EXERCÍCIOS ▸
A. Extraia da listagem, sem nenhuma alteração, as linhas que vão da linha com "of the weathered" até a linha com "pixel 158 563", incluindo as duas.
B. Prossiga o texto sobre loucura e poder a partir do ponto em que ele termina.

TRECHO DO DOCUMENTO ▸
Loucura e poder, por Natanael Sarmento* 22/08/2025
22/08/2025 -
Quem é doido?
As ações desproporcionais do Presidente dos EUA creditam à insanidade. Mas, doido rasga dinheiro e corre atrás do trem. Donald Trump não faz uma coisa, nem outra. Tempo houve se simulava loucura para escapar ao serviço militar na guerra. Na era dos impérios capitalistas declaram guerras para obtenção de lucros.
Gatilho
Os estímulos de qualquer natureza - endógenos ou exógenos - que desencadeiam surtos psicóticos são gatilhos para os discípulos do Dr. Freud.
O gatilho destas notas sobre a loucura foi a postagem do Mario poeta sobre a aula de Nietzsche. O amigo poeta relembra que foi aluno meu no Colégio Radier, em 2016. Da lição do bigodudo, traz-nos a questão da normalidade enquanto controlo/pressão social.
Individual e coletivo
O fazer ou não fazer, individual e coletivo anômalos considerados loucura individualmente, todavia assimilados pelas coletividades, são normatizados. O popular, nadar contra a correnteza é coisa de doido. É simples quanto aparenta?
A descoberta da roda
Ideias preexistentes nas calendas gregas recebem pinceladas e se apresentam como a descoberta da pedra filosofal. Dos gênios inventores da roda. Nos anos de sacrifício à ciência na academia, entre outros, Michel Foucault era leitura obrigatória. “Vigiados e punidos” engolimos sua microfísica do poder.
Aprisionamento
A tese do aprisionamento de sistemas sutis de controle social que normalizam atitudes e mentes. Não ler Foucault mais constrangedor que Ariano Suassuna não ter ido à Disneylândia para a socialite.
Novelo de ouro e poder
Na mitologia grega os navegantes argonautas de Jasão buscavam o novelo de ouro dotado de propriedades mágicas e poderosas. O Poder que dá nome ao jornal virtual da era digital do Zé Nivaldo é uma questão mais antiga que os tempos homéricos.

LISTAGEM FORNECIDA ▸
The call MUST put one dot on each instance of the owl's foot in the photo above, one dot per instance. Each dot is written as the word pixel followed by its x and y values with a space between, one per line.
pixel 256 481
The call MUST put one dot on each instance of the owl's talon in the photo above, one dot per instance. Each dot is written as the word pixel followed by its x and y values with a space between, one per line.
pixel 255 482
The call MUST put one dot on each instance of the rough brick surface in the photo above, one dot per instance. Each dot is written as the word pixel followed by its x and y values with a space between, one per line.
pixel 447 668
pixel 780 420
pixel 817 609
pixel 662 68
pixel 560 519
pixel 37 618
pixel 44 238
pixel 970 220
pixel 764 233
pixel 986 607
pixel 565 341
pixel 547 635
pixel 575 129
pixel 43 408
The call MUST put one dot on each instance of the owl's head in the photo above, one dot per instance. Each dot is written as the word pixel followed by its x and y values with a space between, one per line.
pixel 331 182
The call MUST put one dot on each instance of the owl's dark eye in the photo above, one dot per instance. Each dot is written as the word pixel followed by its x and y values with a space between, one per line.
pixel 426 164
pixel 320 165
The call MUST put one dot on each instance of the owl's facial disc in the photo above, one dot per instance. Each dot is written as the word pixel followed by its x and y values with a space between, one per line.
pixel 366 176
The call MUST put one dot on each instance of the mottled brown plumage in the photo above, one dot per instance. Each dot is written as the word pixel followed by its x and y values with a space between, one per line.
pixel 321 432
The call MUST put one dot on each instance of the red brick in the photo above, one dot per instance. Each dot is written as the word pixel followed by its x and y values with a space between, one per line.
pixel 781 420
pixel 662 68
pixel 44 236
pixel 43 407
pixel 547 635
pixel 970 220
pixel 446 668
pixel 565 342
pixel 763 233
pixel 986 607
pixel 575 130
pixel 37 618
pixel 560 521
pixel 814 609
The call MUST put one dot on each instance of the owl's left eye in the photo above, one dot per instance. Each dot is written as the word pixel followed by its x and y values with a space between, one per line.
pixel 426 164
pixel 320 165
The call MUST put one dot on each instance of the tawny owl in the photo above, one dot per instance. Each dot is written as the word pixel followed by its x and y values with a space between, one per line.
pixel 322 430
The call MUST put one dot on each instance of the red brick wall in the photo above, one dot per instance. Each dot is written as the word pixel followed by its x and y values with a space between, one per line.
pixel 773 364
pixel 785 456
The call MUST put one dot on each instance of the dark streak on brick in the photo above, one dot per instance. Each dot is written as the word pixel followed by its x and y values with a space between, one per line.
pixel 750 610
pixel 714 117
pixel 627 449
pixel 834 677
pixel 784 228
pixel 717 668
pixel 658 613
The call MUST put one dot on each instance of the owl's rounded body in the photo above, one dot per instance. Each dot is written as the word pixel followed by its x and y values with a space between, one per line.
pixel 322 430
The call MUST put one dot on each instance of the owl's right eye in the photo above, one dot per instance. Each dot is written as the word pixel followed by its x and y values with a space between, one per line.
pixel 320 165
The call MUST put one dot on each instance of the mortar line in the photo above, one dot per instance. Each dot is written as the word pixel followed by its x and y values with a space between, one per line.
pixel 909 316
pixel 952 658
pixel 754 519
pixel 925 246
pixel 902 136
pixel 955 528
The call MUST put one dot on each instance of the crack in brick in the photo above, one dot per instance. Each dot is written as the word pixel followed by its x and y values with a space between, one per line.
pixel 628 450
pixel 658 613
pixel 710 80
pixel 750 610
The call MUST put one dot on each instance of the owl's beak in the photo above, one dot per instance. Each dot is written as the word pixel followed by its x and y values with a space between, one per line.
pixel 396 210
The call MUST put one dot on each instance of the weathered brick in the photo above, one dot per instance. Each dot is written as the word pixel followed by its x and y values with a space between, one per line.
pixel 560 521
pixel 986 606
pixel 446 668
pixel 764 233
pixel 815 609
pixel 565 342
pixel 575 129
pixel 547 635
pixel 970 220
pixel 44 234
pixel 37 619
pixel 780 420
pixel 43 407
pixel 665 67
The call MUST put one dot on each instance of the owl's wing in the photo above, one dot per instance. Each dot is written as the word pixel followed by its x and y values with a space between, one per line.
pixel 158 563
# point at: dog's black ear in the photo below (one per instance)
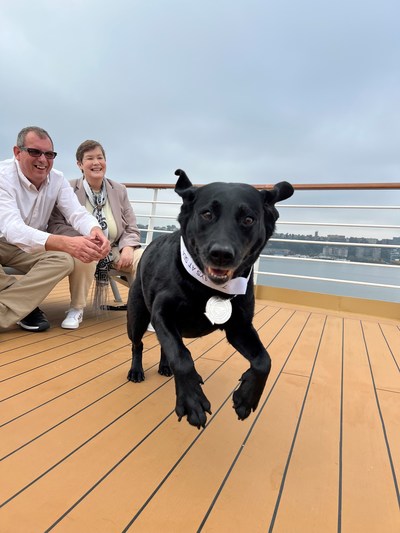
(183, 186)
(281, 191)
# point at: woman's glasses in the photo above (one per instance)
(34, 152)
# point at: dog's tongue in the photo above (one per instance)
(219, 275)
(218, 272)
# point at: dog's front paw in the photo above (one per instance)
(136, 374)
(164, 369)
(247, 396)
(192, 403)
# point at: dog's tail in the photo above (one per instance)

RESPOSTAS POR TAREFA ▸
A.
The call MUST put one dot on each instance of the weathered brick in the photo above, one dot per instance. Each dot is written as the word pixel followed by its x and y values with a space between, one per line.
pixel 560 521
pixel 986 606
pixel 446 668
pixel 764 233
pixel 815 609
pixel 565 342
pixel 575 129
pixel 547 635
pixel 970 220
pixel 44 234
pixel 37 619
pixel 780 420
pixel 43 407
pixel 665 67
The call MUST put one dot on each instance of the owl's wing in the photo above, one dot per instance. Each dot is written as the word pixel followed by its x and y values with a space between, one per line.
pixel 158 563

B.
Nau dos loucos
A literatura e a pintura medieval simbolizam a imagética “Nau dos Loucos”. Uma nau vagando sem rumo, tripulada por aflitos e alucinados, perdidos nos mares oceânicos. A força deste simbolismo atravessa os tempos. Inspira roteiros de filmes e livros, em pleno século XX. Vide a “Nau dos Insensatos” da película e o livro de Katherine A. Porter.
Livro
No livro, a insensatez da tripulação sem referências éticas. Estultos se julgam sábios e jovens o máximo em suas bizarras moleques. Um capitão que defende o fuzilamento dos pobres e jovens ridículos, todos imbecilizados. A remada crítica de Porter é pesada.
Tribunal da Inquisição
Nos tempos dos “reis absolutistas pela graça de Deus” do direito divino e natural, o sistema dominante queimava nas fogueiras do Tribunal do Santo Ofício os indesejáveis. Pessoas acusadas de heresias, bruxarias e possessões diabólicas. Desafiar as razões reais e papais, uma insanidade intolerável. O bispo Tomás de Torquemadas com seu fervor católico notabilizou-se no ofício devastador de mandar queimar os “hereges”.
Elogio da loucura
No século XVI, Erasmo de Roterdã, satiriza a intolerância religiosa e política. O clássico Elogio da Loucura deifica Mora – a loucura – como a mais cultuada pelos humanos.
Poderes
A juíza de si mesma. Com poderes e atributos da arrogância e intolerância a peregrinar livremente, mundo afora. A sua enclausura representa o paradoxo da liberdade para impedir a liberdade da tirania e intolerância.
Casa Verde
Felizmente, nosso Bruxo do Cosme Velho, não viveu tempos da Santa Inquisição. Machado de Assis nos eleva ao Olimpo das letras com seu “Alienista”. Com a expertise científica da psiquiatria do Dr. Simão Bacamarte. O alienista Simão Bacamarte não logrou êxito na proliferação de filhos. Presumiu problemas mentais da esposa e a internou na Casa Verde, o hospício.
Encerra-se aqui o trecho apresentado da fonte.